:: 出典 ::

山   田(ヤマダ)

解説

諸国にこの地名(300ヶ所)ありて多数の氏を起こす。

分派氏族

 

1,平城帝裔 大和国山辺郡の名族なり。平城天皇第五の御子 山田皇子より出づと云う。

子孫 福住山田氏となる。山田山城に拠り、至徳元年四月の大和武士交名に山田殿とあり。

       又、山辺郡多田氏配下の将に山田将監、山田権之助あり。

2,筒井氏族 上記 福住山田氏は、後に筒井氏より継ぐ。同系図に

       「順秀の男 順春(山田氏)」とあり、

       又、大和志料に「光宣の弟 順春は、出でて山辺郡福住の山田氏を継ぐ。

       実に山田氏の祖なり。薬師院日記に『永享六年、八月十四日、福住筒井

       討死』とあるは、蓋し、順春を云えるか。栄舜房順昭法印は、順興

       長男にして、母は山田城主 民部順貞の妹なり」と。

       郷土記に「山田新左衛門、山田民部少輔藤原宗重入道道安、山田太郎

       左衛門、山田権左衛門(吉利支丹、召捕になる)、与力(別所、水間、

       森、針、別所)」と。

       道安は奈良の大仏が永禄十年十月、松永 三好戦争の兵火を蒙りたるを

       私財を投げ打って修補し奉る。元禄五年南都大仏供養記に「仏の御頭は、

       永禄年中、大殿焼失の時に落つ。山田道安、銅板を以って仮に修す」と。

       永禄十二年正月十三日没す。その裔は、細川藩に存す。

3,摂津の山田氏 島下郡山田村より起こる起こる山田氏ありて、佐井寺城(

       千里村佐井寺)は、山田兵庫頭の拠りし古城なりとぞ。

       又、味舌村の住人 山田源之丞は、安楽寺を開基す。

4,源姓 摂津国能勢郡山田村より起こる。源満政の裔にして、その十八代を

       山田左衛門景政と云い、子孫 能勢家臣なり。

5,物部姓 伝え云う「矢田部郡司の長子 山田左衛門佐真次、左衛門尉真勝を

       生む。その子を左衛門佐真利と云い、その裔 左衛門尉日真に至り、

       長徳元年五月、八幡宮を京都より勧請して、山田庄の守護神とし、

       日義は、山田庄四至の庁の頭職たり」と。

:: 問題 A ::
次の(i)〜(iii)が山田氏の解説と合っているかどうか、それぞれ「はい」か「いいえ」で答え、決め手になる山田氏の解説の言葉をそのまま引用してください。(i) 山田道安は、自分のお金を使って奈良の大仏を直した。(ii) 摂津国能勢郡山田村から起こった山田氏は、平城天皇の子孫とされている。(iii) 佐井寺城は、山田源之丞がよりどころにした城だと言われている。

:: データ内容 ::
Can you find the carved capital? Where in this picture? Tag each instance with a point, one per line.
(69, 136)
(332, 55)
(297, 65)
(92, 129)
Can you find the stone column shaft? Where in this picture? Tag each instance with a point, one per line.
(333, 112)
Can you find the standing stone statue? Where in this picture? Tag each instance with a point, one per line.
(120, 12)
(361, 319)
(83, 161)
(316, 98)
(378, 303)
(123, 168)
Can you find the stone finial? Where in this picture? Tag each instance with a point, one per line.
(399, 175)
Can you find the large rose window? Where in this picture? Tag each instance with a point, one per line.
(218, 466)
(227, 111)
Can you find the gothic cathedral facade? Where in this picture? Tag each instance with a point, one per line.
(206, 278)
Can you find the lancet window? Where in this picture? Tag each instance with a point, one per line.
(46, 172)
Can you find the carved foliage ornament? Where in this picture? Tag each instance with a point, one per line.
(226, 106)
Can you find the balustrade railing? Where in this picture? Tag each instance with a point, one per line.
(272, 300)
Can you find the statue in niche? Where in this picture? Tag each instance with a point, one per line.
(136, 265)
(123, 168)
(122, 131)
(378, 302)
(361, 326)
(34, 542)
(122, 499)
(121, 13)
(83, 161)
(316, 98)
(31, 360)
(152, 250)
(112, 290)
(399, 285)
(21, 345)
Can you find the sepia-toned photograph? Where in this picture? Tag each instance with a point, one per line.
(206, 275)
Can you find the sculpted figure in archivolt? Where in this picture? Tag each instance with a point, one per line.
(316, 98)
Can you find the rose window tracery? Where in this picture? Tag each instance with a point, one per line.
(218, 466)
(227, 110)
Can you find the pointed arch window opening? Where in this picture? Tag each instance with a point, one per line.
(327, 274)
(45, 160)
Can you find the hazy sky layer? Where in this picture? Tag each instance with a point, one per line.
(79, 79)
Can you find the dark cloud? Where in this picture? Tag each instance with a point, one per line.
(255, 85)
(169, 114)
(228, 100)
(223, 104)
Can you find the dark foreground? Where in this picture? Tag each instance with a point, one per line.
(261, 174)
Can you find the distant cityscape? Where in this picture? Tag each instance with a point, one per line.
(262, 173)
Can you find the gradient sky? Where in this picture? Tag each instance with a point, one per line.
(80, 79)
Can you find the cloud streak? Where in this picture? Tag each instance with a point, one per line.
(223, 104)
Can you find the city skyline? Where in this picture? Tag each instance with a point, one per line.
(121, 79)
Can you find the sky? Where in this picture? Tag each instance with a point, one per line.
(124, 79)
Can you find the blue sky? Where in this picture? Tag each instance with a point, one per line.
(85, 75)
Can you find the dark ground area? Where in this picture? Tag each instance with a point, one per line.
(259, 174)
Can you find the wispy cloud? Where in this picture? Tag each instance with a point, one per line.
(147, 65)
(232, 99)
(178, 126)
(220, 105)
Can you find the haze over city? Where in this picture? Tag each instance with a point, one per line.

* * *

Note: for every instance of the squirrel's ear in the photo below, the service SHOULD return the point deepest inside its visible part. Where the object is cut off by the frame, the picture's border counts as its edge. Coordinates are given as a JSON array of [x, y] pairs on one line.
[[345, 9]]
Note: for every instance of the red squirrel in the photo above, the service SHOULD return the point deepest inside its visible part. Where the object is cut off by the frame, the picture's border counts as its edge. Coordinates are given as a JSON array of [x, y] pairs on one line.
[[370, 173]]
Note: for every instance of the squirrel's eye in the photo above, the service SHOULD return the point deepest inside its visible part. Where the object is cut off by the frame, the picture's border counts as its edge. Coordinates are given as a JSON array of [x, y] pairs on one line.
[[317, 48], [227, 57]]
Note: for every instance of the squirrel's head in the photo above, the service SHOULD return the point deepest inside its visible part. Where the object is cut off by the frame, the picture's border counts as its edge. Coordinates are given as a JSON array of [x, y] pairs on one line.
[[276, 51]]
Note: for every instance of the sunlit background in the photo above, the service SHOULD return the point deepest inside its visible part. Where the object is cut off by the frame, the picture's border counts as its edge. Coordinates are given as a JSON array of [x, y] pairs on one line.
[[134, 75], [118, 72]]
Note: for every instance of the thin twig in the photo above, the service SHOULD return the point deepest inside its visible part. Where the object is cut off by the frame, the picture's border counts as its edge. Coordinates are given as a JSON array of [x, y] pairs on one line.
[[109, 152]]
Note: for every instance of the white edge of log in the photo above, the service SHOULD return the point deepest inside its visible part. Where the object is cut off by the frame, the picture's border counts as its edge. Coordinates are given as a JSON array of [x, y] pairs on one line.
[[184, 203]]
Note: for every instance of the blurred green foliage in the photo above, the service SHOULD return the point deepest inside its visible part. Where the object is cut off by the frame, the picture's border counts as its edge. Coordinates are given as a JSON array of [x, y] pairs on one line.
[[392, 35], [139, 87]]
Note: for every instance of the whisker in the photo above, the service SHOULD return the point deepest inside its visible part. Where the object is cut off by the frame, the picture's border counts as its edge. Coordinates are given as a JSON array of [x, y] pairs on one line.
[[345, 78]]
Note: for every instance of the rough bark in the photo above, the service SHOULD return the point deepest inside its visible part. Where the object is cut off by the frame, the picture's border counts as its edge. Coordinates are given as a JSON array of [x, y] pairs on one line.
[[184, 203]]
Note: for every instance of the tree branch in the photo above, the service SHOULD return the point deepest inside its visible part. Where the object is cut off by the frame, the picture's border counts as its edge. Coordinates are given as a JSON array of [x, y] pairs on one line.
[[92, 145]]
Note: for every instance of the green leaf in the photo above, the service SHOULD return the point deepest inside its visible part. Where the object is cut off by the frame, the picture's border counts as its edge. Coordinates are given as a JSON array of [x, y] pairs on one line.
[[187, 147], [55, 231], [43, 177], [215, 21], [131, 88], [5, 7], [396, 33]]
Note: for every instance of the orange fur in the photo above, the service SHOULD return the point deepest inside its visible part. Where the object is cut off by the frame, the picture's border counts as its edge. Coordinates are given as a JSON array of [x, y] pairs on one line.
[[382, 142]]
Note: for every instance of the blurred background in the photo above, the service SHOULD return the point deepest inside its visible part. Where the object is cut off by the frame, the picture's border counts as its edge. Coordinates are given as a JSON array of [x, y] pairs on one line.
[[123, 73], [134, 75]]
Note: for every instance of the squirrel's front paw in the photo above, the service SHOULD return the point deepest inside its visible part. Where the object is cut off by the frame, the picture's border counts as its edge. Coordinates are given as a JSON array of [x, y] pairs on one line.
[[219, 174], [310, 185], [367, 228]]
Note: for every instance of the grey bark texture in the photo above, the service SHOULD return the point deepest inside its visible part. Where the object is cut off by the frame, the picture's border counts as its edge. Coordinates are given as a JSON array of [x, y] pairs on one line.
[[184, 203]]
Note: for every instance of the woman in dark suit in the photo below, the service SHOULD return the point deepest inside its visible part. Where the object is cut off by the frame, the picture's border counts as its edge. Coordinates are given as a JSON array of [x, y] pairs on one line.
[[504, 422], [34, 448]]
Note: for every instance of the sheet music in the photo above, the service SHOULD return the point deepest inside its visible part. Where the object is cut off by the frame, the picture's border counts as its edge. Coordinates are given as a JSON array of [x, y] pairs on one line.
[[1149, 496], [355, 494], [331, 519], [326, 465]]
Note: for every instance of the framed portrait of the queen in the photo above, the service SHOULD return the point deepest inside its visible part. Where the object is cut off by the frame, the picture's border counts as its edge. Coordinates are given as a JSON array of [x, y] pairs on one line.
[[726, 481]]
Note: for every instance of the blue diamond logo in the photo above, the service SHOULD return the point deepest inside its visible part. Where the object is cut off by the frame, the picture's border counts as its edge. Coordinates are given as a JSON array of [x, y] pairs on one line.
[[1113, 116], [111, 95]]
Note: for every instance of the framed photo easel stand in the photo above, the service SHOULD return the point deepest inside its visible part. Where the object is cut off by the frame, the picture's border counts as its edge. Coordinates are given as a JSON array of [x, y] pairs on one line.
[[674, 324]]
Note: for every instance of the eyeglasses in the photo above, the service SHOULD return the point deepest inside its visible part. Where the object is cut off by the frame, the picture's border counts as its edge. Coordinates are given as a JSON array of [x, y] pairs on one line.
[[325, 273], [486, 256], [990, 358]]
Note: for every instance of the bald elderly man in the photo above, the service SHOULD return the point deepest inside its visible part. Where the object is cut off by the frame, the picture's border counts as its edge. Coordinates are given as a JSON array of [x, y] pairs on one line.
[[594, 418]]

:: 問題 B ::
エントリの中から、「statue」という語を含む行をすべて書き出して見せてください。

:: 解答 A ::
(i) はい。「私財を投げ打って修補し奉る」
(ii) いいえ。「源満政の裔にして」
(iii) いいえ。「山田兵庫頭の拠りし古城なりとぞ」

:: 解答 B ::
Can you find the standing stone statue? Where in this picture? Tag each instance with a point, one per line.
Can you find the statue in niche? Where in this picture? Tag each instance with a point, one per line.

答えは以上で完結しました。